■ AUFGABENSTELLUNG ■
Wiederhole unverändert die Zeilen der Einträge unten, von der Zeile, die „Note: for this drill we locate the air“ enthält, bis zum Ende der Einträge, beide Grenzen eingeschlossen.

Gespeicherte Dateneinträge
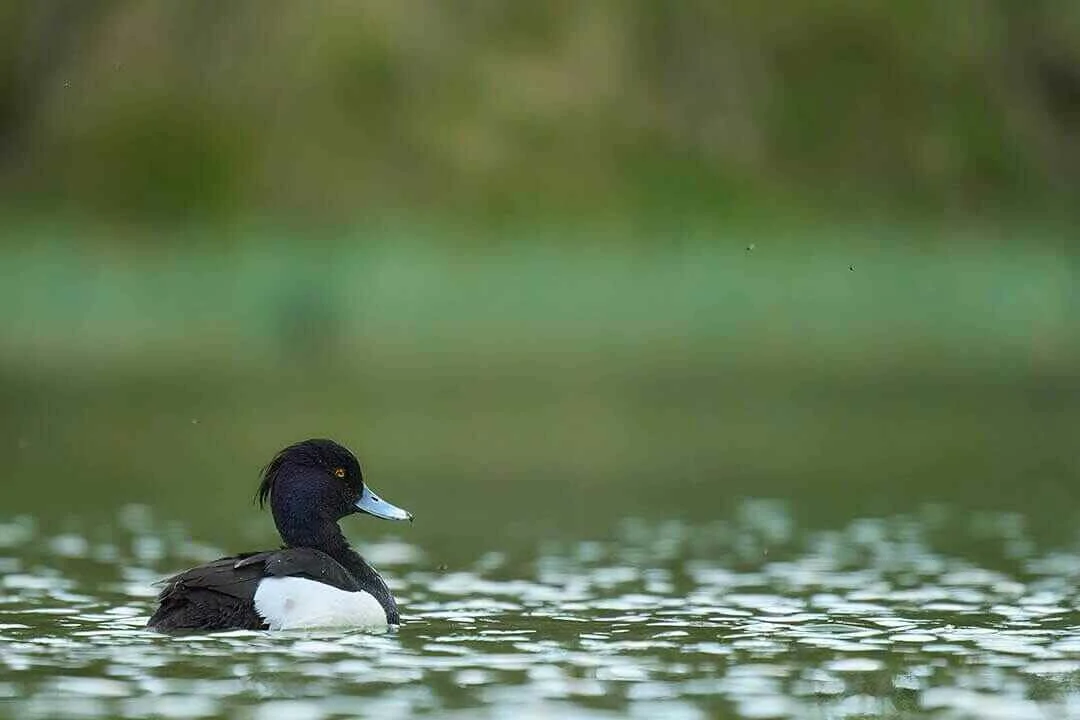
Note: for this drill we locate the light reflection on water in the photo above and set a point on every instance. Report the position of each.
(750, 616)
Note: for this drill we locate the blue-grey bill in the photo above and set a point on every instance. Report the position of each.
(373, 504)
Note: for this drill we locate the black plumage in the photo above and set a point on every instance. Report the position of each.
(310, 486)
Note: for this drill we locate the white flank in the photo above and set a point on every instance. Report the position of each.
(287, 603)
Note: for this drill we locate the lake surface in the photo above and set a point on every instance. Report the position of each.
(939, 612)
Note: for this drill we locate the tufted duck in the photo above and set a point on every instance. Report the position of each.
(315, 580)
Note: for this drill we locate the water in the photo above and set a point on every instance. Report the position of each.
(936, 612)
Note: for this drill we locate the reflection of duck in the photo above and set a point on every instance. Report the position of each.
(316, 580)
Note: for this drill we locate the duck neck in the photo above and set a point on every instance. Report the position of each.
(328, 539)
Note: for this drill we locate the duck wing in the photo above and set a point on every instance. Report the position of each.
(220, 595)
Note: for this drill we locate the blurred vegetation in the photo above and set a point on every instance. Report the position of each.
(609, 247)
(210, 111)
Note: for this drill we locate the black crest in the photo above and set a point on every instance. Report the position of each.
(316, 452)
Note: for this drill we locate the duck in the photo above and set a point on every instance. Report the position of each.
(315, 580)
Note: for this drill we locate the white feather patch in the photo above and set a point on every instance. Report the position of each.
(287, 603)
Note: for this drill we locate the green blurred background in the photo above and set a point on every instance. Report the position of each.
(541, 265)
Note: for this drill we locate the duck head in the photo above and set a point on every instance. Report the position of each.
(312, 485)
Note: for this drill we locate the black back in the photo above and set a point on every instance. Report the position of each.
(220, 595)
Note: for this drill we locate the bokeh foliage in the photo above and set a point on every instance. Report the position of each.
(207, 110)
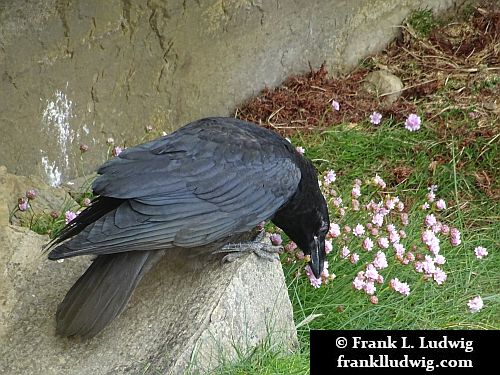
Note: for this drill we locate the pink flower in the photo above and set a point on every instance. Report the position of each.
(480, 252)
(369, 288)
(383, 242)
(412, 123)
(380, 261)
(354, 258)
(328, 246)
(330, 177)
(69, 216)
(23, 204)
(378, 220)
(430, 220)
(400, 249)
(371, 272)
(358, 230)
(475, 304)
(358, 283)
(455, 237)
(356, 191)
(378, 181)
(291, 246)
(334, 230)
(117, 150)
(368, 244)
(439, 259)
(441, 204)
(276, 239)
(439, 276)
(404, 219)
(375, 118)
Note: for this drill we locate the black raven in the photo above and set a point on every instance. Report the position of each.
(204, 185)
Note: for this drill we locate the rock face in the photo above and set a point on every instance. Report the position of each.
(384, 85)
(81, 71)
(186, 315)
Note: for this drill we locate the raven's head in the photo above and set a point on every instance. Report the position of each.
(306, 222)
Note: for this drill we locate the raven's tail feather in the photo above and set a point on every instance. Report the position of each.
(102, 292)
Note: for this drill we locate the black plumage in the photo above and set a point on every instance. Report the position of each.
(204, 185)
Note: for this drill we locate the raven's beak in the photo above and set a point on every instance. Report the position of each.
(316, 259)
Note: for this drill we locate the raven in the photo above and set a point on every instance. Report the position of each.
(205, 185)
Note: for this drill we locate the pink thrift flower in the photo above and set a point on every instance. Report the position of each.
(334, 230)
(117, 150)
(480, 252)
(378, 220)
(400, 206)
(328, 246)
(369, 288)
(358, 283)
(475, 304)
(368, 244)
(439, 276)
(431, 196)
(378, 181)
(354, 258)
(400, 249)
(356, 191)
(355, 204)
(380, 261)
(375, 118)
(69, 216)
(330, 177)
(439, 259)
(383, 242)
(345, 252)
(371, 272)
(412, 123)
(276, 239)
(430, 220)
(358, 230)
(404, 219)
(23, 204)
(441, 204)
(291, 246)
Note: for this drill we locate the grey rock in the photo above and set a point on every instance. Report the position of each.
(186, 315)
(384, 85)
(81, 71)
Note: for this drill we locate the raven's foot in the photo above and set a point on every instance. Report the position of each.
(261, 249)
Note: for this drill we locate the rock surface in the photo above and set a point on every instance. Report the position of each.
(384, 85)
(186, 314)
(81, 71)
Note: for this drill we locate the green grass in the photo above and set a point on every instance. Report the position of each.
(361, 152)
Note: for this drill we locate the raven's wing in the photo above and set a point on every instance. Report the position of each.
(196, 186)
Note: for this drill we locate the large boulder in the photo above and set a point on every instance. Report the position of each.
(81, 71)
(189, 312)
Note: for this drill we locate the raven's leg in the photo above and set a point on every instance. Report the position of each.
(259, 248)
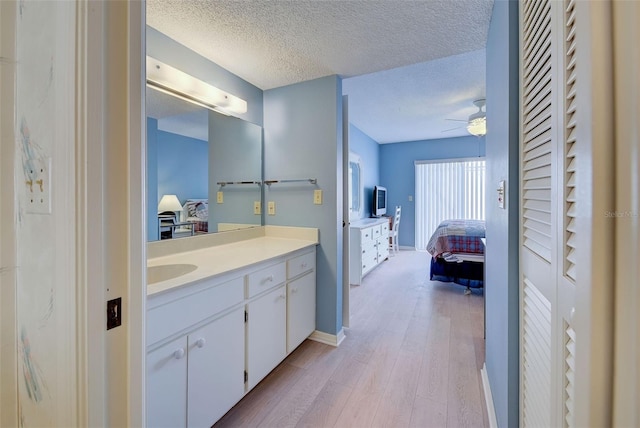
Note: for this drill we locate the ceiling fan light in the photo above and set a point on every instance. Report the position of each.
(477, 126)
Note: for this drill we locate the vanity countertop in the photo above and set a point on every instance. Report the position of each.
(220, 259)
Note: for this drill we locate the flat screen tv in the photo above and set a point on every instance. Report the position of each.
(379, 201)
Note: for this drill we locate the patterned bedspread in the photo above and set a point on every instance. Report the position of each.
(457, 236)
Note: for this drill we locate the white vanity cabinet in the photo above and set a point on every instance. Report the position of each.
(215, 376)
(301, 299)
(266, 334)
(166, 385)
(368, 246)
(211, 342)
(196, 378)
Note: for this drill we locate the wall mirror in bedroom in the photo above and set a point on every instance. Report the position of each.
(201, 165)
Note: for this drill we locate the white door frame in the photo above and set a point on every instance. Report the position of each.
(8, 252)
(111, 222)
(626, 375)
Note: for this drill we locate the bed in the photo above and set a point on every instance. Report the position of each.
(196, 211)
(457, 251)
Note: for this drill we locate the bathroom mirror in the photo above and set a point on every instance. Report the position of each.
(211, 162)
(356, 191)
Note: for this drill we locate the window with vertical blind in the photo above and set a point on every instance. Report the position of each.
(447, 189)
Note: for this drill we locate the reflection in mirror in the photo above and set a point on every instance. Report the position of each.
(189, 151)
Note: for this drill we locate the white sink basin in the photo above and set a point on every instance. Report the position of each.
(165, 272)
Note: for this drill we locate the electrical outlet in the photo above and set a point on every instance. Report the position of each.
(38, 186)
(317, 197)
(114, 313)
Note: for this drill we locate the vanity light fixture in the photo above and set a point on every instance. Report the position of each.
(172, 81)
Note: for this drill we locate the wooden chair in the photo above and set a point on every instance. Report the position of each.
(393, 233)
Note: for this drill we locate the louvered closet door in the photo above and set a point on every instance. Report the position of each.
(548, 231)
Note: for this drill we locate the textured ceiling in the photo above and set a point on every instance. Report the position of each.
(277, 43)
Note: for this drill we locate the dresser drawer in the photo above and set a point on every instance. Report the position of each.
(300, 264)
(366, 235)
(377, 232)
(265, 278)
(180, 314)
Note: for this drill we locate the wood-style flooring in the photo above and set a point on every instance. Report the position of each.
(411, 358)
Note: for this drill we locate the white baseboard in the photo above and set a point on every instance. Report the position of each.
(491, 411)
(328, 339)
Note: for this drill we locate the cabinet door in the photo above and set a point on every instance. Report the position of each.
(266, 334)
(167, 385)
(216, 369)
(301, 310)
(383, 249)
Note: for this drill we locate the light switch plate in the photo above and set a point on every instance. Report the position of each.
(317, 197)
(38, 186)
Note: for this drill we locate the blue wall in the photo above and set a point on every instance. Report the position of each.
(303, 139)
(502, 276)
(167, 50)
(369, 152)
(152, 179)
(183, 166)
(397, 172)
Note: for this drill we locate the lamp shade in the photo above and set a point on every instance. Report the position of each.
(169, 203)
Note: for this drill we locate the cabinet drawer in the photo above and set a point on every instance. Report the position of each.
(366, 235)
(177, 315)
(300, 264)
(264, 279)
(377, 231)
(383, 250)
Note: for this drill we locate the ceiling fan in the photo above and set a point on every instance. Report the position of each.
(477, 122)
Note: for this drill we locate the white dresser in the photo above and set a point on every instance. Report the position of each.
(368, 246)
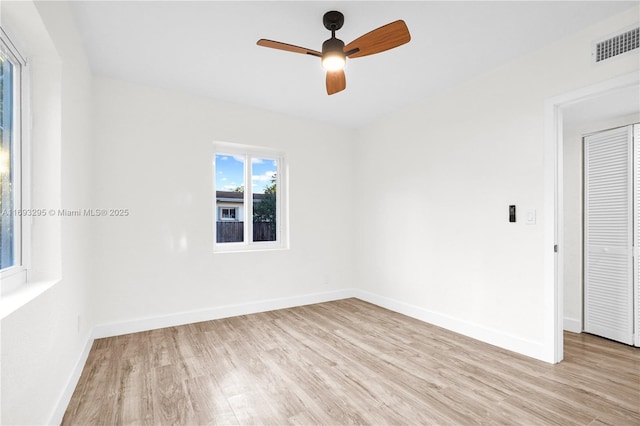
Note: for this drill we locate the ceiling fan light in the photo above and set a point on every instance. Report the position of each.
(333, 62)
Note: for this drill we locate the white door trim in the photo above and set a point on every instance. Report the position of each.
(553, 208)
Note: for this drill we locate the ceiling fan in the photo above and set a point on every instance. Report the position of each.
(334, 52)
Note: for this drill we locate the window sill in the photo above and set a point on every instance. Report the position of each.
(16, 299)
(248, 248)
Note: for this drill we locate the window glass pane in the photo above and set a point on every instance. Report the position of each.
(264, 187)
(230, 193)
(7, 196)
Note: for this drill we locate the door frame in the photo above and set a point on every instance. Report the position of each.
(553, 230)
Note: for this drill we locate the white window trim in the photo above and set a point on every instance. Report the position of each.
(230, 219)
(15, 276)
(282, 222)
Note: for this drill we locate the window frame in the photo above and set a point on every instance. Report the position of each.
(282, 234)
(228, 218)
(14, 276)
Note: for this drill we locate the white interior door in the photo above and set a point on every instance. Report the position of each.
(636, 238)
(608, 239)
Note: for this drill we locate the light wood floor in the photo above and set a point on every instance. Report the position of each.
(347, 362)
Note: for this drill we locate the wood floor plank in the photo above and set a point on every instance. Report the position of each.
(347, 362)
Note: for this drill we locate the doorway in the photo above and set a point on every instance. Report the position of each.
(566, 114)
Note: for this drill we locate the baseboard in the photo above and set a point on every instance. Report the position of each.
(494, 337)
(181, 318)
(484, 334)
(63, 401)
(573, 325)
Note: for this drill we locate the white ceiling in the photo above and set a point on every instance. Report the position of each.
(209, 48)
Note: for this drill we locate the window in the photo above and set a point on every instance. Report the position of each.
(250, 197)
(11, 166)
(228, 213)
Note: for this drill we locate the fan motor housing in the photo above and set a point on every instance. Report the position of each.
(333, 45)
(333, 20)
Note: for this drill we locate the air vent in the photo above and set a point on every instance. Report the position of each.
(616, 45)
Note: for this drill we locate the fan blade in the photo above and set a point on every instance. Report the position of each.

■ VOLLSTÄNDIGE AUSGABE ■
Note: for this drill we locate the air vent in the photo above and set a point on every instance. Report the position of each.
(616, 45)
Note: for this drill we locate the fan blade in the photo above and set a point on every instance. Report the position of each.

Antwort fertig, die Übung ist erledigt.